Document extract:
+ + + + +
Add `trainables_nt` by CarloLucibello · Pull Request #175 · FluxML/Optimisers.jl

CarloLucibello · 2024-04-13T14:50:56Z

This is a proposal for an alternative to destructure which doesn't completely flatten the parameters but returns a nested named tuple. The associated reconstructor can be be used on ComponentArrays as well.

darsnack · 2024-04-14T15:32:46Z

Keeping differentiability aside, is fmapstructure not sufficient because of how vectors are handled (e.g. layers in Chain)?

CarloLucibello · 2024-04-17T05:00:55Z

Exactly. And we need a nested namedtuple-only return in order to be compatible with ComponentArrays.

darsnack · 2024-04-17T11:54:01Z

What about replacing destructure with this code + the ComponentArrays construction? As opposed to adding this as a separate function. It would move a lot of the tricky stuff to ComponentArrays.

@mcabbott

mcabbott · 2024-04-17T14:16:03Z

Wait there are two big differences from fmapstructure / Flux.state:

this is only trainable parameters, and
tuples & vectors become NamedTuples with made-up field names.

ComponentArrays has no notion of shared parameters. That's a large part of what makes everything touching Functors tricky. (In fact the replacement of a vector with a NamedTuple opens the door to weirdness here, before you get to ComponentArrays, as you replace a mutable thing with an immutable one. Probably not in a way that matters for Flux models.)

Example with this:

julia> sh = [1f0, 2f0];

julia> ps, re = trainables_nt((sh, sh, [3,4.]))
((_1 = Float32[1.0, 2.0], _2 = Float32[1.0, 2.0], _3 = [3.0, 4.0]), Optimisers.RestructureFromNT{Tuple{Vector{Float32}, Vector{Float32}, Vector{Float64}}}((Float32[1.0, 2.0], Float32[1.0, 2.0], [3.0, 4.0])))
+ + + + +
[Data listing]
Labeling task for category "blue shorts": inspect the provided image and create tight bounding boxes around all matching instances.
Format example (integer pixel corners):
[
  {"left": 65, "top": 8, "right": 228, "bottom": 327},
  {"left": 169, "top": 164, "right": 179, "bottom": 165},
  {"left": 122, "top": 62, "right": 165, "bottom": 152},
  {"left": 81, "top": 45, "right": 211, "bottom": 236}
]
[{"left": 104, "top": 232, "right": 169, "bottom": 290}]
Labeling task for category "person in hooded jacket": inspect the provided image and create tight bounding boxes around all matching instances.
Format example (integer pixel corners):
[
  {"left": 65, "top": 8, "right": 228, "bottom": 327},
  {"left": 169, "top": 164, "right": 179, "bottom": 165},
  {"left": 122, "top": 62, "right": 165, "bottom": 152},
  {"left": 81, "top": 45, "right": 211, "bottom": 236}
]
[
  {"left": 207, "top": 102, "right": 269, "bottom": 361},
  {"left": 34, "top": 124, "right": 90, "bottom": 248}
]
+ + + + +
What you will do:
Carry on the discussion thread about the `trainables_nt` pull request, starting right after its final line.

Expected answer:
julia> ps._1 === ps._2
true

julia> v = ComponentVector(ps);

julia> getfield(v, :data) |> println
[1.0, 2.0, 1.0, 2.0, 3.0, 4.0]

julia> v[3] = 99;

julia> re(v)  # sharing is broken
([1.0, 2.0], [99.0, 2.0], [3.0, 4.0])

And unrelated to sharing:

julia> re(v)[1] |> eltype  # accidental promotion is back
Float64

julia> re(v)[1]   # no copy on reconstruction, but will view(::CuArray) work everywhere?
2-element view(::Vector{Float64}, 1:2) with eltype Float64:
 1.0
 2.0

cf destructure:

julia> v2, re2 = destructure((sh, sh, [3,4.]))
([1.0, 2.0, 3.0, 4.0], Restructure(Tuple, ..., 4))

julia> v2[2] = 999;

julia> re2(v2)
(Float32[1.0, 999.0], Float32[1.0, 999.0], [3.0, 4.0])

When last I looked, ComponentArrays it also made more whole copies in the gradient.

More broadly, what's this for? Why do we care about ComponentArrays?

CarloLucibello · 2024-04-19T07:00:48Z

More broadly, what's this for? Why do we care about ComponentArrays?

I would like to have something in the v, re = destructure(model) style but for which reconstruction is copyless and it is also compatible with ComponentArrays. This is something that seems quite needed, see FluxML/Flux.jl#2413 (comment).
I think we can provide it and see if it is used.

CarloLucibello · 2024-04-19T07:19:07Z

I need help with the rrule of the reconstructor. It works for named tuples but not for component arrays:

using Zygote, Optimisers, ComponentArrays, Test
m = (collect(1:3.0), collect(4:6.0))
ps, re = trainables_nt(m)
Zygote.refresh()
gps = gradient(x -> re(x)[1][2], ps)[1]
@test gps == (_1 = [0.0, 1.0, 0.0], _2 = nothing). # ok

v = ComponentVector(ps)
gv = gradient(x -> re(x)[1][2], v)[1] # this is `nothing`!!!!

The relevant rule is

function ChainRulesCore.rrule(::typeof(restructure_from_nt), x, ps)
    model = restructure_from_nt(x, ps)
    proj_ps = ProjectTo(ps)

    function restructure_from_nt_back(Δmodel_raw)
        Δmodel = unthunk(Δmodel_raw)
        walk = RestructureFromNamedTupleBackWalk()
        function exclude(x)
            @show "exclude" x isnumeric(x)
            # i += 1
            # return i > 1
            return isnumeric(x)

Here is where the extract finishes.